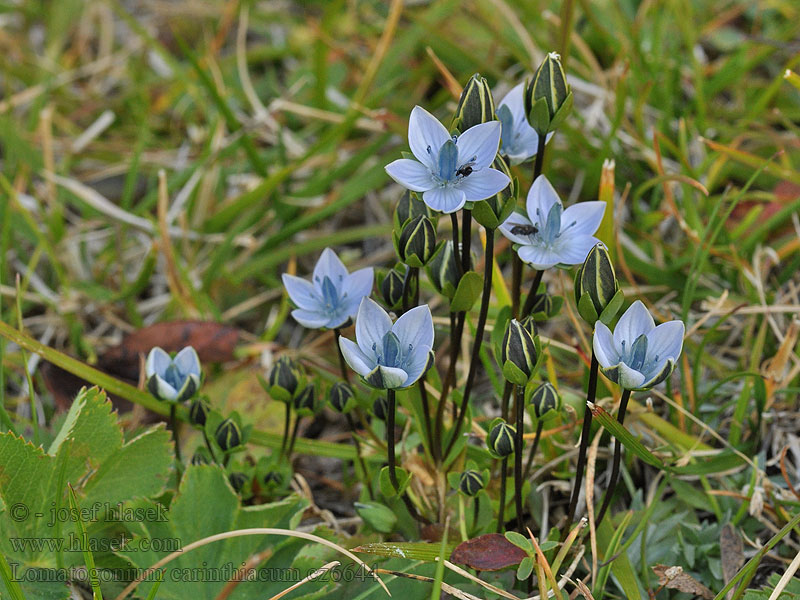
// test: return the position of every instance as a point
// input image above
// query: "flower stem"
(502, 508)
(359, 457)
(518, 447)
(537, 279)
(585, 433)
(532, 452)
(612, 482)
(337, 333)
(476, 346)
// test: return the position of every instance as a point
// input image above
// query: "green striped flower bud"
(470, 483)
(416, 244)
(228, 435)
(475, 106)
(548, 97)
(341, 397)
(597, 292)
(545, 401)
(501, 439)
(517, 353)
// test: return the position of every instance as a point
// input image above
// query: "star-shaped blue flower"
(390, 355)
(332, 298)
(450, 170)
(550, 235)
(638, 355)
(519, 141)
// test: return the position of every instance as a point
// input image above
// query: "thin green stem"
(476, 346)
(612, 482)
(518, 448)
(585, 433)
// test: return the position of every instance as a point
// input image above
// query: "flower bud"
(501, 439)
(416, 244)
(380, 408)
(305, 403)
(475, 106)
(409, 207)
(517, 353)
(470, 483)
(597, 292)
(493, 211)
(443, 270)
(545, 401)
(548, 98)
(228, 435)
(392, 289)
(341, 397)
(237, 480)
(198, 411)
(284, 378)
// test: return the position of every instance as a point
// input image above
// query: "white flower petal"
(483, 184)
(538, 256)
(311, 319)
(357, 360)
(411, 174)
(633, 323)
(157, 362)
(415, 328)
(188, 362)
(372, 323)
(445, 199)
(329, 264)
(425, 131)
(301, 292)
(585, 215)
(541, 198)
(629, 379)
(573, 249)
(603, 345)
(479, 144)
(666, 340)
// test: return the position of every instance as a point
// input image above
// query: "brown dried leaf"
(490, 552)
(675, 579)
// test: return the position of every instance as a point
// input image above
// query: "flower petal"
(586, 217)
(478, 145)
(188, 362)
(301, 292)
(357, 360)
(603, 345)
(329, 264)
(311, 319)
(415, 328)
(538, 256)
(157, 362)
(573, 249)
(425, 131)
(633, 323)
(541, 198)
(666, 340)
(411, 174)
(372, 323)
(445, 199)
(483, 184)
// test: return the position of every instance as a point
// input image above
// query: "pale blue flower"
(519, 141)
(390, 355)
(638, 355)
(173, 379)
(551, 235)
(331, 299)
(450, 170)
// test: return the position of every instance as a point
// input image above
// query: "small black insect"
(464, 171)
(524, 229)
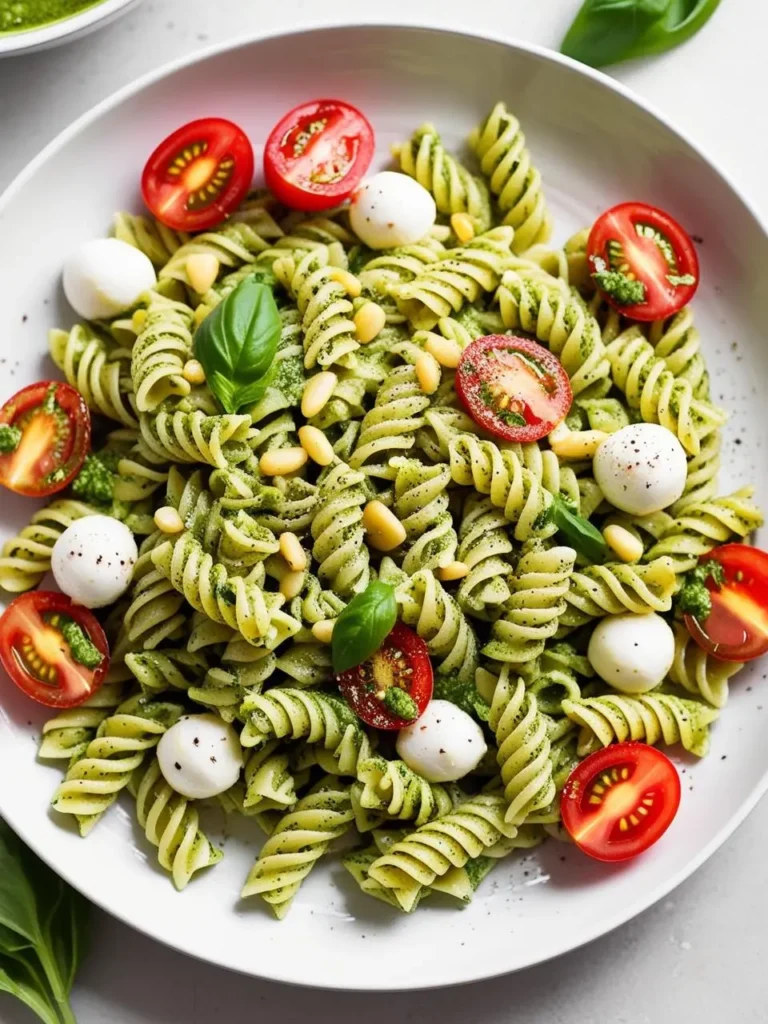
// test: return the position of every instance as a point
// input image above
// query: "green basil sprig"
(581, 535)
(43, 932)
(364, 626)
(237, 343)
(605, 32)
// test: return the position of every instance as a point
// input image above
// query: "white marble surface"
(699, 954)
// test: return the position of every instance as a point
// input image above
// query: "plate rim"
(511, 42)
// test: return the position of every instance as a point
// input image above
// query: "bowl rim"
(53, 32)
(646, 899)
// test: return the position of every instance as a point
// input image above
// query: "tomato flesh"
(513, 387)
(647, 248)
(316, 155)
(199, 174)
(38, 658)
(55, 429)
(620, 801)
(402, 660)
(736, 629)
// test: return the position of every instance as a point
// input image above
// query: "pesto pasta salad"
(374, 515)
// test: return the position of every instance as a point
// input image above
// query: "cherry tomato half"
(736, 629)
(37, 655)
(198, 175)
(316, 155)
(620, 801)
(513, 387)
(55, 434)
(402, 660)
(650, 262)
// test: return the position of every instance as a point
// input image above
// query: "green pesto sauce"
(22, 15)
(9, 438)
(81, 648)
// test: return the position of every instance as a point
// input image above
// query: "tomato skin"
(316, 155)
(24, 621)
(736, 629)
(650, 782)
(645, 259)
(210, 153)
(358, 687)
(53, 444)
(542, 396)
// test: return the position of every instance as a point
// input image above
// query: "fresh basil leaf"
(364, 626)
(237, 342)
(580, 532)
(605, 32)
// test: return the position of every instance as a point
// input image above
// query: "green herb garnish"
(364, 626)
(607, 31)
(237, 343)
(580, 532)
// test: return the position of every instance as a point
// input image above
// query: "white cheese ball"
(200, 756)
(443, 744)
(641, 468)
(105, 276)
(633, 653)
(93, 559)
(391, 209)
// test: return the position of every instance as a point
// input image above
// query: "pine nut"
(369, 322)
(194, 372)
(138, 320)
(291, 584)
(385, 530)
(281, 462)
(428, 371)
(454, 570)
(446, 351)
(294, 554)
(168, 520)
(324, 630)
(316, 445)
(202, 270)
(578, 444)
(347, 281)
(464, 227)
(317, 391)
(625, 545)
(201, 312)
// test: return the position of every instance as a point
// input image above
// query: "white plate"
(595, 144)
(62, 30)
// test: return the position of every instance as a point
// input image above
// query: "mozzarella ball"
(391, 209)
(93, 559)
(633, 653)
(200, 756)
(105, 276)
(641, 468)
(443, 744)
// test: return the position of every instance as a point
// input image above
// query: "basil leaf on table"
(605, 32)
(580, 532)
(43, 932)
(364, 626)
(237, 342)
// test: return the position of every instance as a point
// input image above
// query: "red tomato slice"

• • •

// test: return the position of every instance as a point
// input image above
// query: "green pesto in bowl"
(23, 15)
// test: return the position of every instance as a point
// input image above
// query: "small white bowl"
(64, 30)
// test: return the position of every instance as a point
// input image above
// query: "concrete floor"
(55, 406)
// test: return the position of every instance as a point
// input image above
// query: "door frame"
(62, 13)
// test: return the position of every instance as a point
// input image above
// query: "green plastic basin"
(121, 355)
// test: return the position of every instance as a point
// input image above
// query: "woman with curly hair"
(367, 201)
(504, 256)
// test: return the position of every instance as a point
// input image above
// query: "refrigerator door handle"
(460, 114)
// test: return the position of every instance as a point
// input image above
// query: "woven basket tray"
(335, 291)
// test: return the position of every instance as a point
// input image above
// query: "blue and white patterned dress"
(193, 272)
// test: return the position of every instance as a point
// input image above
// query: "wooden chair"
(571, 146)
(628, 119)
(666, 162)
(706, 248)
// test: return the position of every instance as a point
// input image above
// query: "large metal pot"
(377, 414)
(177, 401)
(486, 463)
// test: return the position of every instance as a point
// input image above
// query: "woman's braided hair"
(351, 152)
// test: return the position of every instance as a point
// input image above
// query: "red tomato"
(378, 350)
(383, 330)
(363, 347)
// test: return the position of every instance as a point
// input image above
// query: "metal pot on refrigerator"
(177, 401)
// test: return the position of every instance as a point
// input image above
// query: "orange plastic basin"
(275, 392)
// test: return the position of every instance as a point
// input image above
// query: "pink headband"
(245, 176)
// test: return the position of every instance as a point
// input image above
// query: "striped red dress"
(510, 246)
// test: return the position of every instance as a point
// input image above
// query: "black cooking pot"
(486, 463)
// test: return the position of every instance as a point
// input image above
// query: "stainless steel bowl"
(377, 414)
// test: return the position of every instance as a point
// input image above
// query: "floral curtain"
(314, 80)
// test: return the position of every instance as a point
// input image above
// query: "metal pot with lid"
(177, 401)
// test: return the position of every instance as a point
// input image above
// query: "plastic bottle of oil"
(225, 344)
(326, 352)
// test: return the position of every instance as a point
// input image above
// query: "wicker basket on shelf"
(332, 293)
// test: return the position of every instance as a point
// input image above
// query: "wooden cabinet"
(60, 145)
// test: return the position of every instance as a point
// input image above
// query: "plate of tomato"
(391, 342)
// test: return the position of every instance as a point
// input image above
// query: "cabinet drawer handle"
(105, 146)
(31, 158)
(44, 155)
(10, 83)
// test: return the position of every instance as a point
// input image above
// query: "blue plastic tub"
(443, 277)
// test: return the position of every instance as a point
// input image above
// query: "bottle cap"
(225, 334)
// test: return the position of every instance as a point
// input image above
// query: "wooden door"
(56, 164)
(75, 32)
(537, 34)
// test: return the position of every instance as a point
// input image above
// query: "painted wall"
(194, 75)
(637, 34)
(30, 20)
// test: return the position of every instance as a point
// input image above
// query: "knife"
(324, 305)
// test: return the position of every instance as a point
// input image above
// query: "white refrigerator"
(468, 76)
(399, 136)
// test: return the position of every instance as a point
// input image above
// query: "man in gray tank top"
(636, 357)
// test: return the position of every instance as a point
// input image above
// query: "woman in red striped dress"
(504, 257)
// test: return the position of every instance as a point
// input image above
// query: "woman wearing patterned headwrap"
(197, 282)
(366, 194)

• • •

▸ **Challenge**
Select every line in the rows above that contains the word "with", and copy each of those lines.

▸ **Full solution**
// query: "woman with curly hair"
// query: "metal pot with lid"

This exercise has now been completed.